(Task input)

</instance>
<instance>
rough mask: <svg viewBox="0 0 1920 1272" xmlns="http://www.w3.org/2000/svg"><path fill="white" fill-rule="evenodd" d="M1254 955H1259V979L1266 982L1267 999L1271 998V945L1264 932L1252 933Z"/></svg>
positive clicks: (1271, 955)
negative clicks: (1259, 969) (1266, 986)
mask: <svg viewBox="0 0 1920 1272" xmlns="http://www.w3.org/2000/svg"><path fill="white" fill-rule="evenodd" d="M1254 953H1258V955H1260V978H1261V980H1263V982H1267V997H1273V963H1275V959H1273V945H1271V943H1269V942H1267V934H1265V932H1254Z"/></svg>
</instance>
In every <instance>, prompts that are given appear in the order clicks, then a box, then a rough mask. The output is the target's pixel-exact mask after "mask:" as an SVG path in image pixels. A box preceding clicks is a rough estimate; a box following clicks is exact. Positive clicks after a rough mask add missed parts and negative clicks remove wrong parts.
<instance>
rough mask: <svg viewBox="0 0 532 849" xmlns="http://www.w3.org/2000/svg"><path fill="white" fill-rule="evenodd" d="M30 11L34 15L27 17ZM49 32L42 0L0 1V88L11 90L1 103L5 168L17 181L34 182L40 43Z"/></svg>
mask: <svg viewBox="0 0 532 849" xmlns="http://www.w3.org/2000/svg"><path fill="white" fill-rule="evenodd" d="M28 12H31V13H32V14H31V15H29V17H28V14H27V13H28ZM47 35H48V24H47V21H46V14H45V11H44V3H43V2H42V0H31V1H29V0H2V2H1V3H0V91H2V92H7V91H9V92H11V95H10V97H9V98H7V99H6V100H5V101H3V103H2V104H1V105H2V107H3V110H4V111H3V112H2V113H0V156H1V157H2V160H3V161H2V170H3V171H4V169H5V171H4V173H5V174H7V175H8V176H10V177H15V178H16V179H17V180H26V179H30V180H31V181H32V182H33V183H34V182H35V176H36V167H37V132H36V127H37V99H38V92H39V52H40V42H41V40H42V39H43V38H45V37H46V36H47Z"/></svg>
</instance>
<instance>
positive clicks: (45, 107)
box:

(End Task input)

• Problem to work on: Going line by line, set down the data above exactly as given.

• Output below:
</instance>
<instance>
rough mask: <svg viewBox="0 0 1920 1272" xmlns="http://www.w3.org/2000/svg"><path fill="white" fill-rule="evenodd" d="M1254 955H1259V979L1266 982L1267 999L1271 998V945L1264 932L1252 933Z"/></svg>
positive clicks: (1271, 955)
negative clicks: (1259, 969) (1266, 986)
mask: <svg viewBox="0 0 1920 1272" xmlns="http://www.w3.org/2000/svg"><path fill="white" fill-rule="evenodd" d="M1254 953H1258V955H1260V978H1261V980H1263V982H1267V997H1273V963H1275V959H1273V945H1271V943H1269V942H1267V934H1265V932H1254Z"/></svg>
</instance>
In every <instance>, prompts that are given appear in the order clicks, then a box, then a rough mask. The output is the target's pixel-exact mask after "mask:" as an SVG path in image pixels. A box preceding clicks is a rough estimate; a box following clicks is exact. Positive clicks after a rough mask add missed parts and negative clicks remove wrong parts.
<instance>
rough mask: <svg viewBox="0 0 532 849" xmlns="http://www.w3.org/2000/svg"><path fill="white" fill-rule="evenodd" d="M30 11L34 15L27 17ZM49 32L42 0L0 1V88L11 90L1 103L5 168L17 181L34 182L40 43Z"/></svg>
mask: <svg viewBox="0 0 532 849" xmlns="http://www.w3.org/2000/svg"><path fill="white" fill-rule="evenodd" d="M28 12H31V13H32V14H31V15H29V17H28V14H27V13H28ZM47 35H48V24H47V21H46V14H45V11H44V3H43V2H42V0H31V1H29V0H2V2H1V3H0V91H2V92H7V91H9V92H11V95H10V97H9V98H7V99H6V100H5V101H3V103H2V104H1V105H2V107H3V110H4V111H3V112H2V113H0V156H1V157H2V160H3V161H2V170H3V171H4V169H5V171H4V173H5V174H7V175H8V176H10V177H15V178H16V179H17V180H26V179H30V180H31V181H32V182H33V183H34V182H35V176H36V167H37V132H36V127H37V99H38V92H39V52H40V42H41V40H42V39H43V38H45V37H46V36H47Z"/></svg>
</instance>
<instance>
positive clicks: (45, 107)
box:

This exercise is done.